Selected text:
So before any detail is presented, I will put a lot salt in this article. We have seen lots of dubious internet personality acting as professionals posting on a website which has no professional backgroud.
Jonathan McDowell is respected and thorough, he can generally be trusted.
@SegerYu on twitter plotted a graph showing the altitudes of each Qianfan satellites as of last month:

In my opinion the single main reason for the gap in Qianfan launches was the lack of launch opportunity: Since the previous Qianfan launch in march, and with the exception of one expected CZ-8 Qianfan launch in april that was aborted for unknown reason, the various Long March launchers that are capable of launching large Qianfan batches (CZ-5B, 6A, 12, 8/8A...) have regularly launched (or had launch attempts of) governmental or military payloads (Guowang, Shiyan, Yaogan, all likely have higher priority than commercial satellites) at a relatively regular interval, coherent with each model's turnaround and launch campaign duration. Spacesail's issuance of 4 invitation to tender for launch contracts before the end of 2025 or the begining of 2026 also hint at a launch bottleneck (only 1 of these 4 resulted in launch contracts due to a lack of bids).

Provided material:
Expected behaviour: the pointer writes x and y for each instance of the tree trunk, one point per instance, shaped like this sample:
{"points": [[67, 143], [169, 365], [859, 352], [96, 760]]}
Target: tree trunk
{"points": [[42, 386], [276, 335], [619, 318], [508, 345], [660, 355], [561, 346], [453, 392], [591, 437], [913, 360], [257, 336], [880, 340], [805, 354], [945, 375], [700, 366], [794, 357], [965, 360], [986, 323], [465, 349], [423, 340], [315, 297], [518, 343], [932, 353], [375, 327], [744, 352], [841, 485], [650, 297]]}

Tasks for this exercise:
1. From the post on Qianfan launches, extract everything from "In my opinion" down to "lack of bids).".
2. In the post on Qianfan launches, how many of Spacesail's four invitations to tender resulted in launch contracts?

Solutions per task:
1.
In my opinion the single main reason for the gap in Qianfan launches was the lack of launch opportunity: Since the previous Qianfan launch in march, and with the exception of one expected CZ-8 Qianfan launch in april that was aborted for unknown reason, the various Long March launchers that are capable of launching large Qianfan batches (CZ-5B, 6A, 12, 8/8A...) have regularly launched (or had launch attempts of) governmental or military payloads (Guowang, Shiyan, Yaogan, all likely have higher priority than commercial satellites) at a relatively regular interval, coherent with each model's turnaround and launch campaign duration. Spacesail's issuance of 4 invitation to tender for launch contracts before the end of 2025 or the begining of 2026 also hint at a launch bottleneck (only 1 of these 4 resulted in launch contracts due to a lack of bids).

2. Only one of the four resulted in launch contracts, because of a lack of bids.